Reading text ::
———

Image to text and chatbot are two examples of possible possibilities. We require an optical character recognition (OCR) model to recognize text from an image, but OCR generates some inaccuracies, such as detecting “o” and “0.” Despite the fact that most applications come with word correction, there are still typos in chatbots. To get around this, you may let your model view the alternative outcomes before predicting them online.

Keyboard

Augmenter that applies typo error simulation to textual input.

import nlpaug.augmenter.char as nac

test_sentence = 'I went Shopping Today, and my trolly was filled with Bananas. I also had food at burgur palace'

aug = nac.KeyboardAug(name='Keyboard_Aug', aug_char_min=1, aug_char_max=10, aug_char_p=0.3, aug_word_p=0.3, 
                      aug_word_min=1, aug_word_max=10, stopwords=None, tokenizer=None, reverse_tokenizer=None, 
                      include_special_char=True, include_numeric=True, include_upper_case=True, lang='en', verbose=0, 
                      stopwords_regex=None, model_path=None, min_char=4)
 
test_sentence_aug = aug.augment(test_sentence)
print(test_sentence)
print(test_sentence_aug)

Here, what is happening is, it will replace characters by keyboard distance. That is, ‘n’ will get replaced with ‘m’. This is because, ‘n’ is closer to ‘m’ in the keyboard, so the augmenter check for the distance between two characters. In the same way, it replaced ‘o’ with ‘(‘.

Optical Character Recognition (OCR)

Augmenter that applies OCR error simulation to textual input.
For example, OCR may recognize ‘I’ as ‘1’ incorrectly, or ‘0’ as ‘o’ or ‘O’.
Pre-defined OCR mapping is leveraged to replace a character with a possible OCR error.
Solving the out of vocabulary (OOV) problem, that is Out of vocabulary words are words that are not in the training set, but appear in the test set, real data.
The main problem is that the model assigns a probability zero to out of vocabulary words resulting in a zero likelihood.
- This is a common problem, especially when you have not trained on a smaller data set.
- So, to overcome this we can use models like BERT and GPT (Generative Pre-trained Transformer models).

Output: I Went Shopping T0day, And My Tr0l1ey was filled with Bananas. I also had food at a burgek place

Here, as you can see, ‘o’ got replaced with ‘0’, ‘l’ with ‘1’, ‘r’ with ‘k’, and so on.

Random

Augmenter that applies random character error to textual input

Output: I Went ShoF0ing Today, And My Troagey was filled wiVh Bananas. I also had %ood at a curger placD

Word Level Augmentation

Aside from character enhancement, word-level is also crucial. To insert and substitute equivalent words, we use word2vec, GloVe, fast text, BERT, and wordnet. Word2vecAug, GloVeAug, and FasttextAug use word embeddings to replace the original word with the most equivalent set of words.

———

Information shown ::
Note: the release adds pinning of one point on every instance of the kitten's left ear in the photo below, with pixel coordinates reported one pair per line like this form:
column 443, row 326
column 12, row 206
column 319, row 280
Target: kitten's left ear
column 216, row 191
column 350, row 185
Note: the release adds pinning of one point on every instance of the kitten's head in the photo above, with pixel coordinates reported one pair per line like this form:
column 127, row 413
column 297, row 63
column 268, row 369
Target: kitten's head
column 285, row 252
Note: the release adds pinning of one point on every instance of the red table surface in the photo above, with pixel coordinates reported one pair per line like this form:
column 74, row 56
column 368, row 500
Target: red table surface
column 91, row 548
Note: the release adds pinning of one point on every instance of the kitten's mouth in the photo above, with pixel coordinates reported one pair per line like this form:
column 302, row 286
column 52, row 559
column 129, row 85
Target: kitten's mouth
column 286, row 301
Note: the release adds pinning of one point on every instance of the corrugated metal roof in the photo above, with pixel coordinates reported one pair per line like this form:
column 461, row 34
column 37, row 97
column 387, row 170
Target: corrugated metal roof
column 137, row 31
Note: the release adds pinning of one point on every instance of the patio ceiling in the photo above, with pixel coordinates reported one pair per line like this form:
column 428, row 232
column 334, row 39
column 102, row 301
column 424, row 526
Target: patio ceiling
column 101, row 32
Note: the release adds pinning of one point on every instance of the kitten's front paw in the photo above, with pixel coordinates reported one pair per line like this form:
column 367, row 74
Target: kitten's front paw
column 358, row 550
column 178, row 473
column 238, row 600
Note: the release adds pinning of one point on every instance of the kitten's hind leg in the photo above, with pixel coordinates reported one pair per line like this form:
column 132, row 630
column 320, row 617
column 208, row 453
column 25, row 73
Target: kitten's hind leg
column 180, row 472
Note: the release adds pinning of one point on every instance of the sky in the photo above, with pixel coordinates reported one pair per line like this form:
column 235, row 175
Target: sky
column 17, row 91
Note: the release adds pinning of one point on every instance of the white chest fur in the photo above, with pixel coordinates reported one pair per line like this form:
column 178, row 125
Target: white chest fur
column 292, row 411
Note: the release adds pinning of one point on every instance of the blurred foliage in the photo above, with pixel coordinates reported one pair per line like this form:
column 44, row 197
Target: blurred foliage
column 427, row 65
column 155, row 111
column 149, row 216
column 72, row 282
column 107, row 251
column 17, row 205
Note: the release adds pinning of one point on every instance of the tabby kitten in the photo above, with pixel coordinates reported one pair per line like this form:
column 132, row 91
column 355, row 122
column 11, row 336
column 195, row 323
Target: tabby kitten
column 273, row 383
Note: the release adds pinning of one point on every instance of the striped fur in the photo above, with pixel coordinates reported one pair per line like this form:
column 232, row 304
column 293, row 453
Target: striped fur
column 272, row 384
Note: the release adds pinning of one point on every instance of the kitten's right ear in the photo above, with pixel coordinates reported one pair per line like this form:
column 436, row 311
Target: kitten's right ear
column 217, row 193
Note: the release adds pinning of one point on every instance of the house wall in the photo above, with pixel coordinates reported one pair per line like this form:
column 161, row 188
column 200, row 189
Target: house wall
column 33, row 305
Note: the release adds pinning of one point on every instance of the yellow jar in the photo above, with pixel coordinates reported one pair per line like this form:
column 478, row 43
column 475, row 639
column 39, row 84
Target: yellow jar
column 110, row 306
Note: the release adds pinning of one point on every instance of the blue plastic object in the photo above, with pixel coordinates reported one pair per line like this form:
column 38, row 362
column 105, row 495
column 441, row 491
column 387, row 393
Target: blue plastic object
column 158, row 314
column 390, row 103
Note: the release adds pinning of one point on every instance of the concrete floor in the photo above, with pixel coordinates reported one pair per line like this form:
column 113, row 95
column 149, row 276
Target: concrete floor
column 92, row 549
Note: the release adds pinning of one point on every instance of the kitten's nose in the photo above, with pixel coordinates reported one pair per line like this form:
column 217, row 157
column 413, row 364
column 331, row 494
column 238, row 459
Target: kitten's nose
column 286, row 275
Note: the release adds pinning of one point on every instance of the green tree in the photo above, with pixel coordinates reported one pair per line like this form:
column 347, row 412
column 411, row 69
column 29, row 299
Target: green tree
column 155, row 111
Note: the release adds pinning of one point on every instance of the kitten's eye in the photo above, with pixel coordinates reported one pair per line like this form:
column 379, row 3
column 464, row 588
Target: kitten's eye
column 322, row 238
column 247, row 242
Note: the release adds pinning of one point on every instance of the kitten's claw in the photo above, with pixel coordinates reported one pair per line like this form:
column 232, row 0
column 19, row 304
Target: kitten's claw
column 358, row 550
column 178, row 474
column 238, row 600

———

Action item ::
Do the following statements agree with the text on text augmentation? For each, answer yes or no and quote the words of the text that decide it.
1. The keyboard augmenter replaces characters based on how close they are on the keyboard.
2. The OCR augmenter picks replacement characters at random.
3. Out of vocabulary words are words that are in the training set but not in the test set.

Completed exercise ::
1. Yes: "it will replace characters by keyboard distance"
2. No: "Pre-defined OCR mapping is leveraged to replace a character with a possible OCR error."
3. No: "words that are not in the training set, but appear in the test set"